TASKS TO CARRY OUT:
(a) In the rutabaga column, what are two other names for rutabagas?
(b) Please continue the rutabaga column from the point where it stops, in the same voice.

ARTICLE:
# # # #

Whatcom Locavore: Try a little 'bubble and squeak' with your rutabagas

Posted: 8:01am on Dec 13, 2011; Modified: 8:55am on Dec 13, 2011

Whatcom Locavore Rutabaga

JOAN GING | COURTESY TO THE HERALD

Ferndale's Evergreen Station often has really beautiful organic vegetables at the Bellingham Farmers Market - not just high quality but visually lovely. Last weekend I was particularly delighted by their large rutabagas. The skins were perfectly smooth, the color varied from pale gold to purple, and the size was enormous. I bought a single 2-pound root, not sure how I would use it.

Rutabagas, also known as "Swedish turnip" or "yellow turnip," are thought to be a cross between wild cabbage and turnips. They should be eaten as soon as possible after harvesting because they will get tougher as they lose moisture. In a grocery store, you'll often find they have been waxed to prevent drying.

They can be eaten raw, sliced into sticks or grated onto salads, where they add a peppery and slightly sweet taste. More commonly, they are cooked so they soften and sweeten. They are often prepared like potatoes and either mashed or fried.

To prepare rutabagas for cooking, I first peel them with a vegetable peeler. This may not work well if the rutabagas have been out of the ground long, in which case you can use a paring knife. Next, cut them in half so you can have a flat surface to put on the cutting board. Rutabagas are fairly hard, so use a large sharp knife and slice them carefully to a thickness appropriate to how you are cooking them. For today's recipe, for example, I cut the slices about an inch thick and then cut the slices into approximately one-inch cubes, perfect for roasting.

I'm a firm believer that roasting enhances the flavor of almost any root vegetable and rutabagas are no exception. However, in honor of the beauty of this particular rutabaga, I wanted to do something beyond that, something a little unusual.

When I began researching ideas, I was struck by how rutabagas seem to bring out the humorist in people. One example was a website dubbed The Advanced Rutabaga Studies Institute (http://rutabagas.tripod.com/recipes.html) which offered some ridiculous recipes and outrageous marketing ideas for growers. The crown for rutabaga hilarity, though, has to go to the Farmers Market in Ithaca, New York, where they host an annual Rutabaga Curling Championship, a vegetable spin on the popular Canadian ice sport. This is no trivial festival. It includes a parade, rutabaga beauty contests, a choir singing a rutabaga version of Handel's Hallelujah Chorus, and, of course, the curling competition itself where participants hurl rutabagas down a lane bounded by straw bales, trying to land their vegetable closest to the target. (For a good laugh, search YouTube.com for "Rutabaga Curling Championship" videos.)

Finally I found a recipe I could adapt with a name funny enough to suit my main ingredient - Bubble and Squeak. In Britain, Scotland and Ireland, where this recipe is popular, there's a tradition of serving roasted meat with vegetables on Sundays. Bubble and Squeak is then prepared for breakfast or lunch on Monday, using the leftover vegetables. The name purportedly comes from the sounds made while cooking.

# # # #

GIVEN DATA:
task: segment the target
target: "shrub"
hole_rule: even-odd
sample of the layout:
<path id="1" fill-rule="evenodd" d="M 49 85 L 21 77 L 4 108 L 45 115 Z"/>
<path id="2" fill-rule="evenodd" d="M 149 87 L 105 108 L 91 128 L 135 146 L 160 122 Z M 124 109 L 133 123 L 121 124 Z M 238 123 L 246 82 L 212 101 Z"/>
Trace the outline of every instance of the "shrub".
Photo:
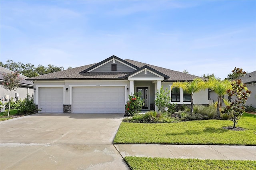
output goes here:
<path id="1" fill-rule="evenodd" d="M 168 103 L 167 106 L 168 107 L 167 113 L 169 115 L 171 115 L 175 112 L 175 109 L 176 108 L 176 103 Z"/>
<path id="2" fill-rule="evenodd" d="M 246 112 L 256 113 L 256 108 L 253 107 L 252 105 L 245 106 L 245 110 Z"/>
<path id="3" fill-rule="evenodd" d="M 185 104 L 183 105 L 175 105 L 175 111 L 184 111 L 188 107 Z"/>
<path id="4" fill-rule="evenodd" d="M 5 107 L 6 108 L 9 108 L 9 102 L 6 102 L 4 103 Z M 11 101 L 10 102 L 10 109 L 18 109 L 20 107 L 21 105 L 22 104 L 22 101 L 20 99 L 18 101 L 15 101 L 13 97 L 11 98 Z"/>
<path id="5" fill-rule="evenodd" d="M 126 109 L 128 116 L 132 116 L 139 113 L 144 105 L 143 100 L 139 97 L 138 93 L 129 95 L 129 101 L 127 101 Z"/>
<path id="6" fill-rule="evenodd" d="M 33 95 L 30 96 L 27 95 L 21 105 L 20 109 L 18 110 L 18 113 L 19 114 L 31 114 L 35 113 L 38 110 L 40 110 L 37 109 L 36 104 L 34 103 Z"/>
<path id="7" fill-rule="evenodd" d="M 170 93 L 170 90 L 168 91 L 168 89 L 166 88 L 166 91 L 165 91 L 163 89 L 163 86 L 161 87 L 160 90 L 157 89 L 155 102 L 159 111 L 164 112 L 164 108 L 168 107 L 170 104 L 171 101 Z"/>
<path id="8" fill-rule="evenodd" d="M 135 115 L 131 118 L 124 119 L 123 121 L 144 123 L 171 123 L 176 121 L 170 117 L 165 116 L 164 114 L 150 111 L 145 114 Z"/>

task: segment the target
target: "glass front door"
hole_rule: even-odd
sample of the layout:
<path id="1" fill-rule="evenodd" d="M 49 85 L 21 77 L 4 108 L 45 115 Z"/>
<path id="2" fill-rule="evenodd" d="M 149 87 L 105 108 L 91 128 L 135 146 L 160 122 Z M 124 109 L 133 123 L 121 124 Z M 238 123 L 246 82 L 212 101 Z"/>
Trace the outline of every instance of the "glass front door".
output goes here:
<path id="1" fill-rule="evenodd" d="M 148 109 L 148 87 L 137 87 L 137 93 L 138 93 L 140 99 L 144 99 L 144 106 L 142 109 Z"/>

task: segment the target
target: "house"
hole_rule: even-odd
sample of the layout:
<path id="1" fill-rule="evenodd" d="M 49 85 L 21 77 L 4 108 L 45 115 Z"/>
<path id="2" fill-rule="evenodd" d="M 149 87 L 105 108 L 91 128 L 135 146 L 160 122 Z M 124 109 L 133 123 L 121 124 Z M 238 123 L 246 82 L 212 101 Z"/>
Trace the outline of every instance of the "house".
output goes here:
<path id="1" fill-rule="evenodd" d="M 252 105 L 253 107 L 256 107 L 256 71 L 242 77 L 241 78 L 243 83 L 246 84 L 248 89 L 252 92 L 250 97 L 245 103 L 245 105 Z M 214 91 L 210 90 L 209 91 L 209 98 L 213 102 L 215 102 L 218 100 L 218 95 Z M 224 98 L 231 101 L 231 98 L 229 98 L 227 95 L 224 96 Z M 222 105 L 225 107 L 226 105 L 222 100 Z"/>
<path id="2" fill-rule="evenodd" d="M 13 73 L 11 70 L 7 69 L 3 67 L 0 66 L 0 83 L 4 81 L 4 75 L 6 73 Z M 22 78 L 20 81 L 19 86 L 16 90 L 11 91 L 11 95 L 10 95 L 10 91 L 4 89 L 1 85 L 0 87 L 0 97 L 1 101 L 3 104 L 9 101 L 9 100 L 13 97 L 15 100 L 17 100 L 20 99 L 23 99 L 26 98 L 27 95 L 32 95 L 34 94 L 33 82 L 26 80 L 29 77 L 22 75 L 20 75 Z"/>
<path id="3" fill-rule="evenodd" d="M 157 89 L 198 77 L 113 55 L 99 63 L 29 79 L 41 113 L 124 113 L 128 95 L 140 92 L 144 110 L 154 109 Z M 190 95 L 173 89 L 172 102 L 190 104 Z M 208 89 L 194 103 L 208 104 Z M 156 108 L 155 108 L 155 109 Z"/>
<path id="4" fill-rule="evenodd" d="M 246 84 L 248 89 L 252 92 L 245 105 L 252 105 L 253 107 L 256 107 L 256 71 L 246 74 L 241 79 L 243 83 Z"/>

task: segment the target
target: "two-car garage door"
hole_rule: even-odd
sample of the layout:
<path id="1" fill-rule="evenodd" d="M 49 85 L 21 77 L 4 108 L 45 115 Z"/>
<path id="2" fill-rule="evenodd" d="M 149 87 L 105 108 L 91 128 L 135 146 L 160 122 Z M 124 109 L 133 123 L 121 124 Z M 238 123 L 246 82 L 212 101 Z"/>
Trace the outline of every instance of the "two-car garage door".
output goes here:
<path id="1" fill-rule="evenodd" d="M 40 87 L 38 108 L 41 113 L 63 112 L 63 87 Z M 73 87 L 74 113 L 124 113 L 124 87 Z"/>
<path id="2" fill-rule="evenodd" d="M 74 87 L 74 113 L 124 113 L 124 87 Z"/>

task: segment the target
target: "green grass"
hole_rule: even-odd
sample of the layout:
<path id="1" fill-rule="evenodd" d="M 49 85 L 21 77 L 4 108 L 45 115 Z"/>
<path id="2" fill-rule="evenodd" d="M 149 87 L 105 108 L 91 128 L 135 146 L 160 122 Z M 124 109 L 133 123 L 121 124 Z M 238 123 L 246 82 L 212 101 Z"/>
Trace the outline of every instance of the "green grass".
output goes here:
<path id="1" fill-rule="evenodd" d="M 132 170 L 255 170 L 256 161 L 126 156 Z"/>
<path id="2" fill-rule="evenodd" d="M 9 116 L 15 115 L 17 114 L 18 114 L 18 110 L 17 109 L 10 109 Z M 0 113 L 0 121 L 13 119 L 13 117 L 7 117 L 7 116 L 8 115 L 8 109 L 6 110 L 4 112 L 1 112 Z"/>
<path id="3" fill-rule="evenodd" d="M 237 126 L 243 131 L 224 129 L 231 121 L 207 120 L 173 123 L 122 122 L 114 144 L 256 145 L 256 115 L 245 113 Z"/>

# # # #

SOLVED TASKS:
(a) "Swedish turnip" and "yellow turnip."

(b)
Bubble and Squeak is usually made with at least half mashed potatoes, though my version relies more heavily on rutabaga. Cabbage and onions are also classic ingredients (I think they provide the "squeak"). Beyond that, virtually any vegetable can be added. Because it's intended for leftovers, the vegetables are often already cooked before the Bubble and Squeak is prepared, but in my version I started with some raw veggies, too. The possible combinations are infinite. It's a good way to enjoy cleaning out your produce drawer.

BUBBLE AND SQUEAK

Ingredients

2 pounds rutabaga (Evergreen Station, Ferndale)

4-5 tablespoons butter (split) (Breckinride Farm, Everson)

1 teaspoon salt

1 teaspoon dried thyme (Half Acre Farm u-pick, Ferndale)

1 pound potato (friend's garden, Lummi Island)

2 tablespoons sour cream (Twin Brook Creamery, Lynden)

1/2 head cabbage, chopped (about 4 cups) (Nooksack 9, Everson)

2 cups kale, chopped (Alm Hill Gardens, Everson)

1/2 large onion, diced (Half Acre Farm, Ferndale)

Directions

Preheat oven to 375 degrees.

Peel rutabaga and chop into approximately 1 inch cubes. Place in mixing bowl.

Melt 1 tablespoon of the butter and pour over rutabaga. Sprinkle with salt and add thyme. Mix to coat rutabaga pieces well.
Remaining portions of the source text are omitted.